BEGIN Excerpted data
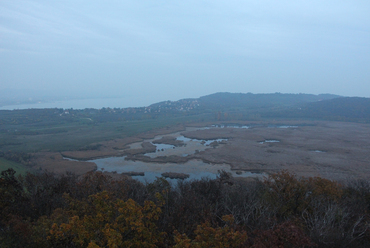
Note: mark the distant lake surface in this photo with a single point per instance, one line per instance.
(96, 103)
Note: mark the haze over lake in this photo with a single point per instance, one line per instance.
(96, 103)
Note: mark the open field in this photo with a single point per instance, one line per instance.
(333, 150)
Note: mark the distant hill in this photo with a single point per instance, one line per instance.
(249, 100)
(343, 108)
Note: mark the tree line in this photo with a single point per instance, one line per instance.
(97, 210)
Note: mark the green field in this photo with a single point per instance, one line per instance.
(74, 135)
(6, 164)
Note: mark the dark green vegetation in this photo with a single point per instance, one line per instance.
(36, 130)
(45, 210)
(19, 168)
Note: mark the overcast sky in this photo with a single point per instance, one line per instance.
(168, 50)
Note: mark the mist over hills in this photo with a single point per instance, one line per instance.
(218, 106)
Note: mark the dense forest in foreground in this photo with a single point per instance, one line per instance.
(96, 210)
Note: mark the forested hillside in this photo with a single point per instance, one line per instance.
(96, 210)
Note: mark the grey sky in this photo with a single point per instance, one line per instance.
(167, 50)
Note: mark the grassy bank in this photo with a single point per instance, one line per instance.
(6, 164)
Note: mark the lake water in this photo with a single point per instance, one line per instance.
(96, 103)
(196, 169)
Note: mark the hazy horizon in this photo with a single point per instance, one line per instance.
(164, 50)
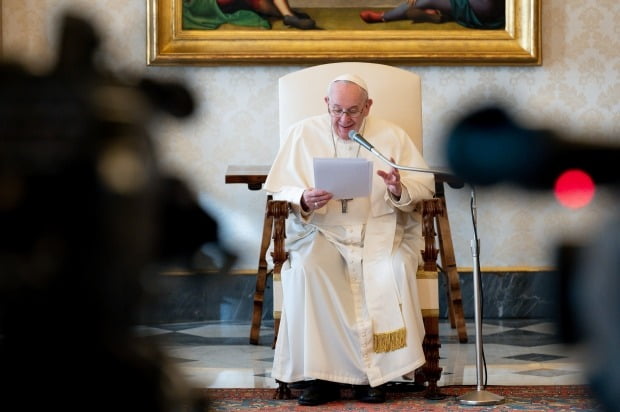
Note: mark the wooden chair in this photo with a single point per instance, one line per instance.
(397, 97)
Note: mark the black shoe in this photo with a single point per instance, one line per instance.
(319, 392)
(300, 23)
(365, 393)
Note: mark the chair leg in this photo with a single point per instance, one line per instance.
(448, 261)
(261, 276)
(431, 345)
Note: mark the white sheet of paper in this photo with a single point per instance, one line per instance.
(344, 178)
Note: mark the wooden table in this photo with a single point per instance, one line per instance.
(255, 175)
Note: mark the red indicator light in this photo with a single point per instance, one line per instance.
(574, 189)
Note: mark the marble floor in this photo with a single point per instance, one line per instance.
(515, 352)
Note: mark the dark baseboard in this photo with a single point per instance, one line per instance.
(212, 297)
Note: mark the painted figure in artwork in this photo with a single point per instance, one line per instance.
(476, 14)
(210, 14)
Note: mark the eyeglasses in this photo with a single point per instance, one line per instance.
(353, 112)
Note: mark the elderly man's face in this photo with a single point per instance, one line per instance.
(348, 105)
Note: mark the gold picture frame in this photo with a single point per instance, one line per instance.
(169, 44)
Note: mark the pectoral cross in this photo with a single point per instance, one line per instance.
(344, 202)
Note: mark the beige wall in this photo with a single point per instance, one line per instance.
(576, 90)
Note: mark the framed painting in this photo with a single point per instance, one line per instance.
(341, 35)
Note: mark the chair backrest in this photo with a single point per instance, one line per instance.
(395, 92)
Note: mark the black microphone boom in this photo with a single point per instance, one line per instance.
(356, 137)
(453, 181)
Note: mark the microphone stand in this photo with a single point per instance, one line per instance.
(479, 396)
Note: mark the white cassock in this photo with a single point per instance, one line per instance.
(350, 310)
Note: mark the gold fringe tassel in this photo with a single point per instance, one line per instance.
(389, 341)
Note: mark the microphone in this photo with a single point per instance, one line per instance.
(356, 137)
(451, 180)
(488, 147)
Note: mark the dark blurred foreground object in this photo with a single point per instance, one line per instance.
END Excerpted data
■ **Goal**:
Copy out all of the data word for word. Do not carry over any picture.

■ **Complete answer**:
Note: mark the distant lake surface in this photo with a single point per instance, one line per instance.
(96, 103)
Note: mark the haze over lake in this photo with a single point per instance, one line per instance.
(96, 103)
Note: mark the open field in this photo with a single point per instance, one line per instance.
(333, 150)
Note: mark the distant hill in this photo with a single point per instance, one line per instance.
(249, 100)
(343, 108)
Note: mark the tree line in this photo with a single point per instance, one line per instance.
(97, 210)
Note: mark the green field in this photo with a single point per instance, one line per instance.
(74, 135)
(6, 164)
Note: mark the dark green vegetation in this photo with a single point per instance, one line per instance.
(36, 130)
(45, 210)
(19, 168)
Note: mark the overcast sky in this photo with a single point per instance, one line per instance.
(168, 50)
Note: mark the mist over hills in this photo with a single point per instance, one line per instance.
(218, 106)
Note: mark the dense forest in foreground in this photo with a single point per instance, one line per instance.
(96, 210)
Note: mark the forested hillside in this photo with a single point per instance, one line per instance.
(96, 210)
Note: mark the grey sky in this photo with a single point per instance, one line per instance.
(167, 50)
Note: mark the grassy bank in this photo with a single point per instance, one line per instance.
(6, 164)
Note: mark the lake water in this photo with a single point per instance, one line per instance.
(96, 103)
(196, 169)
Note: mark the hazy horizon in this photo with a single point per instance, one line per instance.
(164, 50)
Note: mark the wooden chair in this photo with a single point per instance, one line per instance.
(397, 97)
Note: mark the black shoe in this photo with a single point per instance, one line per instance.
(319, 392)
(300, 23)
(365, 393)
Note: mark the chair leg in this photo with a single point per instance, one line per instance.
(448, 261)
(261, 276)
(431, 345)
Note: mark the white sheet of paper in this photo with a single point per instance, one line per instance.
(344, 178)
Note: mark the wooden table in this photo with a single point per instance, one line per instance.
(255, 175)
Note: mark the red indicator light in this photo with a single point per instance, one line per instance.
(574, 189)
Note: mark the marble floor in this photo with a single point per instance, one line per instance.
(515, 352)
Note: mark the dark baseboard in this photo with a single point per instance, one line per instance.
(212, 297)
Note: mark the painted figure in artwork in this photo with a single point per instance, one line per instance.
(476, 14)
(210, 14)
Note: mark the eyeglasses in this photo with a single point per instance, one line per instance.
(353, 112)
Note: mark the elderly man's face in this photo with a single point per instance, one line per instance.
(348, 105)
Note: mark the gold picture frame in this photo with a single point per instance, one line per instance.
(169, 44)
Note: mark the pectoral cross in this photo with a single point per instance, one line per instance.
(344, 202)
Note: mark the beige wall in this photo with a single point per instance, one line per instance.
(576, 90)
Note: mark the framed painting in this photo with a single point per instance, one line per instance.
(341, 35)
Note: mark the chair backrest in this photo with a single point per instance, one line per instance.
(395, 92)
Note: mark the black microphone boom in this photo with a single point per instance, one line per instance.
(356, 137)
(453, 181)
Note: mark the microphone stand in this photo with a single point per instance, one line per instance.
(479, 396)
Note: mark the white cassock in this photo with a single point per instance, one line per instance.
(350, 310)
Note: mark the gold fringe tassel in this photo with a single point per instance, one line per instance.
(389, 341)
Note: mark the microphone in this photo with a single point per instance, one line per instance.
(356, 137)
(451, 180)
(488, 147)
Note: mark the dark blurred foreground object in this photo with a single point per instance, one line per instance.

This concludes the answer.